**What you will do:**
Rewrite all the entries below, replacing "one pin per instance" with "one pin for each instance" wherever it occurs and leaving everything else unchanged.

**Records for this exercise:**

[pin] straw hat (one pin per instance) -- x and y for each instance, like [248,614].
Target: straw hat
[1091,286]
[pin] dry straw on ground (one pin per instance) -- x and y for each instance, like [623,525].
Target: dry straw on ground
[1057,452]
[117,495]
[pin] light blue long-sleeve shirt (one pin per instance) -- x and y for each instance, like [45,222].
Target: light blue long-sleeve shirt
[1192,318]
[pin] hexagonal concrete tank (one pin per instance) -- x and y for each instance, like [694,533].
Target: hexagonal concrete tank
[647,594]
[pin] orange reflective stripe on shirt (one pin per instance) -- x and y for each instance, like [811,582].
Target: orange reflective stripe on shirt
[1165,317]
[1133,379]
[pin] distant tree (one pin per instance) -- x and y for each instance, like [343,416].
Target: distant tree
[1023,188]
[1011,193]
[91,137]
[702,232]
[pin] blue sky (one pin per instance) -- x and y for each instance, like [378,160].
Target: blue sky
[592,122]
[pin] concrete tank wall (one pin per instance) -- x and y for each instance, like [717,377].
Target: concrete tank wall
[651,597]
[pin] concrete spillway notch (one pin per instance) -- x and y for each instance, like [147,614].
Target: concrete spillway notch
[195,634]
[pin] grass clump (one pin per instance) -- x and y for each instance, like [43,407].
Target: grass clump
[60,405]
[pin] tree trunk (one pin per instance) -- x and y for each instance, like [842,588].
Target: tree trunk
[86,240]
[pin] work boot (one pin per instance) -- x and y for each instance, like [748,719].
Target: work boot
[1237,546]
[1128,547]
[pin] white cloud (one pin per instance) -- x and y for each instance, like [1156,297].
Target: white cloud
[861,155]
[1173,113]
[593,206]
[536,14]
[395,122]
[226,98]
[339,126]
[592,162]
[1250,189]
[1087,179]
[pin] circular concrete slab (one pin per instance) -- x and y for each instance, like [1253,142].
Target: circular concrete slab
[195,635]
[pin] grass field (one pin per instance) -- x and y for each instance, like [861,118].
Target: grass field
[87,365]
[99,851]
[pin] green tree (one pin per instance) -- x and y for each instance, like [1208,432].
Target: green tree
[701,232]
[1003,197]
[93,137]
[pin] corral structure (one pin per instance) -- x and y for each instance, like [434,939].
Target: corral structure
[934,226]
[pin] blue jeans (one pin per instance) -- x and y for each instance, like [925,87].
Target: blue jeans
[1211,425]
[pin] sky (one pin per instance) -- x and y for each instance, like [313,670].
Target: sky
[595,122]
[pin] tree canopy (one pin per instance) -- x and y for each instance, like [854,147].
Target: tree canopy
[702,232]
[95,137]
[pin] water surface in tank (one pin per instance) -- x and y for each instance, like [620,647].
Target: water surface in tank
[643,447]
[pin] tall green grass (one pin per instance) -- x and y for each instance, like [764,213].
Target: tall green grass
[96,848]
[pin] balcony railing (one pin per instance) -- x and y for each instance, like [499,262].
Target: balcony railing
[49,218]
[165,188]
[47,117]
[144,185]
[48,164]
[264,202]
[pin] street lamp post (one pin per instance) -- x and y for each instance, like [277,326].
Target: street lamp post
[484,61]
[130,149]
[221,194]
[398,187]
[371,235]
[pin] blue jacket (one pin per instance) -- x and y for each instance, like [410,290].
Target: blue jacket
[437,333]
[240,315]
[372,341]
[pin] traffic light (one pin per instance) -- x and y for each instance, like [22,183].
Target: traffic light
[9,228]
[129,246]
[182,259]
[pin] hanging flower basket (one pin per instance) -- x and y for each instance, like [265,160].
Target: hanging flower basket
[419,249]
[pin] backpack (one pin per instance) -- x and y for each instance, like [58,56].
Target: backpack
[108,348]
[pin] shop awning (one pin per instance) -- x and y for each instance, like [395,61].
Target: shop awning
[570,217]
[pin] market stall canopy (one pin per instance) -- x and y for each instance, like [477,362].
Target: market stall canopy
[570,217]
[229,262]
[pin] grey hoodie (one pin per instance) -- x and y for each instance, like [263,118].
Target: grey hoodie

**Written answer:**
[pin] straw hat (one pin for each instance) -- x and y for each instance, like [248,614].
Target: straw hat
[1091,286]
[pin] dry straw on ground (one pin for each instance) -- x and y for each instance, like [623,525].
Target: dry straw on ground
[1057,452]
[117,495]
[pin] light blue long-sleeve shirt (one pin for each instance) -- x and y for each instance, like [45,222].
Target: light blue long-sleeve shirt
[1192,318]
[pin] hexagonal concrete tank (one pin for each instance) -- x and y for each instance, like [694,533].
Target: hexagonal concrete tank
[647,594]
[pin] orange reflective stripe on shirt (one pin for each instance) -- x and y for each instance, like [811,582].
Target: orange reflective stripe on shirt
[1165,317]
[1133,379]
[pin] distant tree (one pin for each instance) -- x and y for each instance, like [343,416].
Target: distant tree
[1023,188]
[1011,193]
[91,137]
[702,232]
[pin] blue sky (one pin for each instance) -- x and y for each instance, like [378,160].
Target: blue sky
[592,122]
[pin] concrete tank wall (one pin for each instance) -- x and y for each instance, like [717,377].
Target: concrete tank wall
[651,597]
[pin] concrete spillway notch (one pin for each instance) -- x and y for each instance, like [147,614].
Target: concrete spillway notch
[195,634]
[pin] grass clump (one pin for each instance) -- x and y for each instance, like [43,407].
Target: grass clump
[60,405]
[pin] tree trunk (one pin for each instance) -- x and y for each instance, like [842,588].
Target: tree trunk
[86,240]
[pin] work boot (one pin for each instance) -- x and y for each instance, like [748,719].
Target: work boot
[1237,546]
[1128,547]
[pin] white cloud (one pin for each instance) -- x and y for each instance, like [1156,297].
Target: white cloud
[861,155]
[1173,113]
[593,206]
[536,14]
[395,122]
[226,98]
[339,126]
[592,162]
[1250,189]
[1087,179]
[pin] circular concrete slab (one pin for each instance) -- x and y for each instance, like [1253,142].
Target: circular concrete slab
[195,635]
[pin] grass field (one pin for each instance) -- x and y for each instance, like [861,118].
Target: grass field
[87,365]
[99,851]
[pin] green tree (one pin for each instance) -- x and y for each instance, like [1208,432].
Target: green tree
[701,232]
[1003,197]
[93,137]
[pin] corral structure (one pin for each instance) -- x and y for each instance, like [434,939].
Target: corral structure
[934,226]
[pin] blue jeans (one pin for each instance) -- x and y for each instance, like [925,87].
Target: blue jeans
[1211,425]
[pin] sky (one pin for each instance) -- x and y for each instance, like [313,670].
Target: sky
[595,122]
[pin] tree canopy (one pin for each instance) -- x and y for each instance, like [854,147].
Target: tree canopy
[702,232]
[95,137]
[pin] water surface in tank (one pin for each instance) -- x and y for each instance, like [620,647].
Target: water surface in tank
[643,447]
[pin] tall green grass (one pin for each instance) -- x and y for each instance, like [764,213].
Target: tall green grass
[96,848]
[pin] balcony railing (one pin for each instance) -- x and y for each instance, like [499,262].
Target: balcony railing
[49,218]
[165,188]
[47,117]
[144,185]
[48,164]
[264,202]
[pin] street lamp post (one pin for each instance) -- x and y for each instance, like [277,326].
Target: street lamp post
[484,61]
[130,149]
[221,194]
[398,187]
[371,235]
[pin] blue jacket (one pin for each instance) -- x and y for each instance, like [410,290].
Target: blue jacket
[437,333]
[240,315]
[372,341]
[pin] traffic light (one pin for each instance) -- x and y for each instance, like [22,183].
Target: traffic light
[9,228]
[129,246]
[182,259]
[pin] hanging flower basket (one pin for each instance) -- x and y for each instance, like [265,160].
Target: hanging flower basket
[419,249]
[pin] backpack (one pin for each instance) -- x and y for each instance, like [58,56].
Target: backpack
[108,348]
[pin] shop awning (one pin for each instance) -- x and y for each instance, like [395,61].
Target: shop awning
[570,217]
[pin] market stall canopy (one pin for each instance) -- x and y for each instance, like [477,362].
Target: market stall canopy
[570,217]
[229,262]
[pin] grey hoodie (one pin for each instance) -- x and y for each instance, like [263,118].
Target: grey hoodie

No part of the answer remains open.